Okay, so this is what I was trying to avoid. This is not just $450 for a single meeting. It's $450 for 60-90 minutes of professional time (i.e. the annual meeting), the time required to prepare for the meeting, this client's 'share' of the time I spend doing research on products, visiting portfolio managers (when I have the opportunity), spending time on the phone/on e-mail answering 'routine' questions, etc., etc.

If I didn't budget the time to answer routine questions alone, I'd go broke. Sure, if it's one client asking the occasional question, no big deal. But it's 200 people asking occasional questions so I have to build that into my own financial projections when budgeting how much time I spend with clients and how much revenue I need to generate from a client to at least break even (let alone how much to make my desired profit). And I'm by no means a big producer or the wealthiest advisor I know.



stretchermonkey said:


> I would also be interest to know how much work goes into these clients after the portfolio is set up in the first year other than minor tweaking, (and I hold my hands up to not being up to speed on the fee break down) yet the same yearly costs and commissions appear to charged.


Again, this question is indicative of not knowing or not putting yourself in the advisor's shoes - not that you need to but it is what it is. Remember that unless the client invests on a DSC basis, I do a bunch of work up front and hope the client sticks around for 2-3 years so that I can actually get paid for the work done UP FRONT - i.e. before I earn a dime from the client. Otherwise, read the short list above for an indication of SOME of the time I spend related to client files.

Too many clients equate "changes" with "doing something" with their portfolios. Sometimes a lot of damn work goes into making ZERO changes to a portfolio. In other words, the process of monitoring and attempting to do ongoing due diligence on products and portfolios sometimes results in changes and sometimes not. But the ongoing work prior to making that decision is the same EVERY MONTH, QUARTER and YEAR.



stretchermonkey said:


> The amount of institutional funds still in Manulife show that the experts did not see that one coming either, yet you seem to insinuate that it was only home gamers left holding the ball on that one. This week on BNN on the guest fund "experts" was saying that they will hold their MFC for the long haul - as to off load it now is not an option.


I'm not just insinuating, I firmly stand by my opinion that MOST DIY investors that think they can successfully pick stocks are out to lunch. Forgive my bluntness but anything softer isn't getting through clearly. The issue with Manulife specifically has as much to do with transparency - or lack of the same - rather than skill of the stock analyst. But if most fund managers didn't see this coming, how is a little DIY supposed to do it? They can't but it's an even bigger risk for DIYs because they tend to hold much more concentrated positions than most funds or ETFs so they risk bigger losses if they assess wrong.


----------



## OhGreatGuru (May 24, 2009)

This digression about the merits/demerits of financial advisors (an old debate) isn't helping the OP with his original question.


----------



## Belguy (May 24, 2010)

There are a number of model portfolios of index products at www.canadiancouchpotato.com

(1) Choose one that you like and that is appropriate to your circumstances.

**Given request 1**
From the advisor-fee thread, reproduce verbatim the passage that opens with the words containing "This digression about" and closes with "(May 24, 2010)".
**Given request 2**
Proceed with the advisor-fee thread, writing on from the point at which it stops.

(Bounding-box records)
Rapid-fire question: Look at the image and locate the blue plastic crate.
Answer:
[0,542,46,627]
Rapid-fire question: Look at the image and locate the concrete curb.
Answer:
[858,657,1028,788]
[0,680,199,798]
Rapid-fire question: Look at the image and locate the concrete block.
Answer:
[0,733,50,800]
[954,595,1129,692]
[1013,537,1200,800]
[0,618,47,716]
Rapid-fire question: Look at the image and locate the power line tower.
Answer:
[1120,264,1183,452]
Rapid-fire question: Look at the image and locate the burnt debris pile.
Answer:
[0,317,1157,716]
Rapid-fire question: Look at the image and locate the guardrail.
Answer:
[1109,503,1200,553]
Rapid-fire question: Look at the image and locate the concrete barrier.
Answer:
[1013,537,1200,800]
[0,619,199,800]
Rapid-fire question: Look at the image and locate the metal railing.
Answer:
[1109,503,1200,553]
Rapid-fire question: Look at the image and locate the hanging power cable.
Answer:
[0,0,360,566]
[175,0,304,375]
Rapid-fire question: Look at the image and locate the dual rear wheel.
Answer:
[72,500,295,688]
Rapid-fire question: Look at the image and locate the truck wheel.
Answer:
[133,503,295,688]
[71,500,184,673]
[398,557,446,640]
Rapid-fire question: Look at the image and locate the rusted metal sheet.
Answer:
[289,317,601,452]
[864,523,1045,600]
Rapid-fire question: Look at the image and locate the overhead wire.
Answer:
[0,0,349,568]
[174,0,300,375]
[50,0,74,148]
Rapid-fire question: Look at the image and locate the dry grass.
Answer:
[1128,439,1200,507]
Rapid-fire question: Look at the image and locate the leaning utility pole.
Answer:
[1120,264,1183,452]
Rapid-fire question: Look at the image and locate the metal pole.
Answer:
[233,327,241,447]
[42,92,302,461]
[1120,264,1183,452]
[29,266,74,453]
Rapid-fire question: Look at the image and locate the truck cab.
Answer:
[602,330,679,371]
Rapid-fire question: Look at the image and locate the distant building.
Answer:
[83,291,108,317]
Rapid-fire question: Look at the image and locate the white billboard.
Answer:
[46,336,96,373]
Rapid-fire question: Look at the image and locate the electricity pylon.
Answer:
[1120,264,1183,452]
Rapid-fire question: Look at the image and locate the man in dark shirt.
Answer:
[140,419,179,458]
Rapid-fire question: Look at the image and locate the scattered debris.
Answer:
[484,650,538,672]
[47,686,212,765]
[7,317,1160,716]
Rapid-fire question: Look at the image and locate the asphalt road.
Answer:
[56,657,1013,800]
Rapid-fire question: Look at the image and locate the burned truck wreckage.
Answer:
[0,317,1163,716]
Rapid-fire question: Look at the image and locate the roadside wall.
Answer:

**Result 1**
This digression about the merits/demerits of financial advisors (an old debate) isn't helping the OP with his original question.


----------



## Belguy (May 24, 2010)

**Result 2**
(2) Set up a discount brokerage account with whichever one will give you the lowest trading fees. My bank brokerage charges me $4.95 per trade which is an negotiated rate (otherwise, I threatened to take my business elsewhere).

(3) Purchase the individual components of your portfolio

(4) Hold those investments through up markets and down and trade ONLY for periodic rebalancing purposes.

It isn't rocket science. You don't need the services of an 'expert'. The fees are dirt cheap which is of primary importance. Nobody is getting rich off of your money and you get to keep most of it yourself.

A friend of mine recently went to his friendly, neighbourhood bank branch to set up an RRSP. The bank advisor suggested a portfolio of only that bank's mutual funds--as if they were the best funds out there. There was no mention of ETF's, possibly because many advisors are not licenced to sell them, or even of index funds even though most index funds outperform most managed funds over time. This goes on all the time and it makes me boil. They are not representing their clients' best interests when they do this.

I have no quarrel with fee-only advisors if you want to use them to help you to set up your initial asset allocation and help you to select your individual index or dividend paying stock investments. Then YOU take responsibility for your own money and proceed with steps 2, 3, and 4 above. Keep your money and don't pay a large portion of it on fees that really add up over time--believe me!! 

Now, here comes the broad brush statement again--I do not wish to personally do business with any non fee-based advisor because I am too cheap and those fees, often amounting to thousands of dollars over time just bug me and I simply do not feel that they are worth paying.

When all is said and done, YOU might just as well end up driving the fancy car as paying towards your advisor's.

Keep it simple and cheap and trade only to rebalance and don't chase after hot investments de jour. An advisor can save you from yourself but you don't need one for that purpose if you maintain your own discipline.

And, as the nice folks at ING remind us, 'Save Your Money'.

And as they keep telling us (over and over and over again) on the Ally commercials, STOP PAYING ALL OF THOSE EGG MANAGEMENT FEES!!


----------



## humble_pie (Jun 7, 2009)

i like the part about threatening the discount broker.

c'mon bel guy you've gotta either tell us the name of the bank or stop boasting how you held em up like a one-eyed banditto ...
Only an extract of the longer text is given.